- **Work to be completed**:
Rewrite only the lines below from the one containing "In this exercise you will indicate the ribbon" through the one containing "x=1071, y=517", inclusive, leaving the requests and their sample coordinates unchanged. Multiply each answer coordinate by 0.35 and round it to a whole number, rounding halves up.

- **Provided data**:

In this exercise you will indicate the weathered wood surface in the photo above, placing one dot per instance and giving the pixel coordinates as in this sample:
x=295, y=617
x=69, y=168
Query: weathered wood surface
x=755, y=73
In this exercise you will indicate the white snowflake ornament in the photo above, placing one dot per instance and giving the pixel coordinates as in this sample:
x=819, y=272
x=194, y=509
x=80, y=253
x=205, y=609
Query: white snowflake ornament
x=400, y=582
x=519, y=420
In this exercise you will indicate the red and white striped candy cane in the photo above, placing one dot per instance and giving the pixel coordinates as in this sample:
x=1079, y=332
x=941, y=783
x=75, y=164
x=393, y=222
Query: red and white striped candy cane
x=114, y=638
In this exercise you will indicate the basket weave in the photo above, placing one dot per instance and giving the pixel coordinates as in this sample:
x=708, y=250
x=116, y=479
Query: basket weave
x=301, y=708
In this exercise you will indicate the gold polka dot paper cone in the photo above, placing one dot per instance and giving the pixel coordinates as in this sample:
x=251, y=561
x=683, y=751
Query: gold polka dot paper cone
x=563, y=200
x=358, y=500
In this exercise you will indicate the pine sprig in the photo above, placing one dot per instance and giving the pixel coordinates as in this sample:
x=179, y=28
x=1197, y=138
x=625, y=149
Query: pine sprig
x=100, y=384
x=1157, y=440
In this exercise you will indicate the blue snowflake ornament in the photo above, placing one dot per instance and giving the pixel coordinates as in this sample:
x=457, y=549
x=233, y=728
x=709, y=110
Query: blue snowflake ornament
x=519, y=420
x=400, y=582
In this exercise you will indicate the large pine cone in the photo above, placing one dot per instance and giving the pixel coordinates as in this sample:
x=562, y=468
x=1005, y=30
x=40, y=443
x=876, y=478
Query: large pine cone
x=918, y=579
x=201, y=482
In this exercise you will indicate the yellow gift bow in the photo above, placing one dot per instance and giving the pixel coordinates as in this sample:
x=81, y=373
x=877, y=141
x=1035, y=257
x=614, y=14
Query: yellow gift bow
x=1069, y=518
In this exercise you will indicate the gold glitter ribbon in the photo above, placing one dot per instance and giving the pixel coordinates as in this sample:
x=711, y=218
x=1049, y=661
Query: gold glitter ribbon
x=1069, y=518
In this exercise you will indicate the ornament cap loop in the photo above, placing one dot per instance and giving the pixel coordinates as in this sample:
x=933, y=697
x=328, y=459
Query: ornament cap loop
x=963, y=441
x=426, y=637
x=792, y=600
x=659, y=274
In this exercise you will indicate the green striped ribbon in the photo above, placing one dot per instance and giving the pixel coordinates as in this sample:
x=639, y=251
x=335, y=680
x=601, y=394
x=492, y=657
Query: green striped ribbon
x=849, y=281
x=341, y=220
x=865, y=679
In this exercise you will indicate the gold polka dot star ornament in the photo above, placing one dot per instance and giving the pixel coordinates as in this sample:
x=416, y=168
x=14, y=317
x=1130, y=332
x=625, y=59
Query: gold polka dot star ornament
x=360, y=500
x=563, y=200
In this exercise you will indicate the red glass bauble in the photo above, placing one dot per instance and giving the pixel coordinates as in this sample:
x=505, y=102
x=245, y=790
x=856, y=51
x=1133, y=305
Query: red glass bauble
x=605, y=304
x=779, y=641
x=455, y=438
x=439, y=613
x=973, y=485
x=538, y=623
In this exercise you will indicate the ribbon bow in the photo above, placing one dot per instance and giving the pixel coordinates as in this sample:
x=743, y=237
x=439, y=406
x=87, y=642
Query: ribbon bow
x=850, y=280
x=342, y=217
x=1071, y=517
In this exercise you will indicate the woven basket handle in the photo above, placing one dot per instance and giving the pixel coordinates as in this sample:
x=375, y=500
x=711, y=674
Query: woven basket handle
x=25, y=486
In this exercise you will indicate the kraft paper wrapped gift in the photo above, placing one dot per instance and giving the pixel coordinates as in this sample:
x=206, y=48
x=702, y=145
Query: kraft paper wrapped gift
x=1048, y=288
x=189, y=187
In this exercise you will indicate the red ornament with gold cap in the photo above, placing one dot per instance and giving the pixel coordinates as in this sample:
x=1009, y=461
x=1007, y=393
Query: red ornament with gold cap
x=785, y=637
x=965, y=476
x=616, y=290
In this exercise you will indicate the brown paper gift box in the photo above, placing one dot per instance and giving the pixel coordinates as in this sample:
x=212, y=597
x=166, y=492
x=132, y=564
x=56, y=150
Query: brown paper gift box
...
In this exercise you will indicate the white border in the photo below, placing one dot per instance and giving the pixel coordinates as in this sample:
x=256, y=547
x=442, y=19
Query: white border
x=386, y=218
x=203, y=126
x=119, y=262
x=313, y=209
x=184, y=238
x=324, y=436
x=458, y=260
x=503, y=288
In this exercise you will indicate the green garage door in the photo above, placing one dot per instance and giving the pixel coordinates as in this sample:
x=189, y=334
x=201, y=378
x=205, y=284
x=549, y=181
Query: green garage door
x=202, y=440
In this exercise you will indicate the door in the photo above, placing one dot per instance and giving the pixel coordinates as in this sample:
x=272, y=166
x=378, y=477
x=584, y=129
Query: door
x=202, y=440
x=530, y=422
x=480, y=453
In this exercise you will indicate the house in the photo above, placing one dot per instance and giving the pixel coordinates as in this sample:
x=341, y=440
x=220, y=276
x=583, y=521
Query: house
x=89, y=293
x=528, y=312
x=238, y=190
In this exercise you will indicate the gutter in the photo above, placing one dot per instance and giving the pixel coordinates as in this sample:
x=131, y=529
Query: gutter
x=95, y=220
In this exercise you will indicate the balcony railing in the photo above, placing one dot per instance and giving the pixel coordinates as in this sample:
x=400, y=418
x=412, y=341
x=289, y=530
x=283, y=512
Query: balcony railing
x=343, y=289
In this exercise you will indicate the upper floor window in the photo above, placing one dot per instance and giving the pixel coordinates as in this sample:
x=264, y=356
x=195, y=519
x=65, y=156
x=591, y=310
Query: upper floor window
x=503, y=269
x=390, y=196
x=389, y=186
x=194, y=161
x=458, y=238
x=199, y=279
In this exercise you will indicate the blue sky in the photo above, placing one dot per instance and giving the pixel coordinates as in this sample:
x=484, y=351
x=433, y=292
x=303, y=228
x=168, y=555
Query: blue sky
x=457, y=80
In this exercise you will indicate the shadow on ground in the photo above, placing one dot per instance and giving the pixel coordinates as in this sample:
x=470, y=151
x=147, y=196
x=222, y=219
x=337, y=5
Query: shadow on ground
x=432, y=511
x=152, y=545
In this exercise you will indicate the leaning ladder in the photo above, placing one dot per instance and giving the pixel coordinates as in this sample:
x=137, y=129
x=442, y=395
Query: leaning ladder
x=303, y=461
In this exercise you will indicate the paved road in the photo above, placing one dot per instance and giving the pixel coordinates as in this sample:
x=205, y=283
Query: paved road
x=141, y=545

- **Answer below**:
In this exercise you will indicate the ribbon bow in the photo above, placing one dot per instance and giving the pixel coordinates as in this sample:
x=743, y=237
x=439, y=406
x=87, y=642
Query: ribbon bow
x=298, y=98
x=120, y=76
x=375, y=181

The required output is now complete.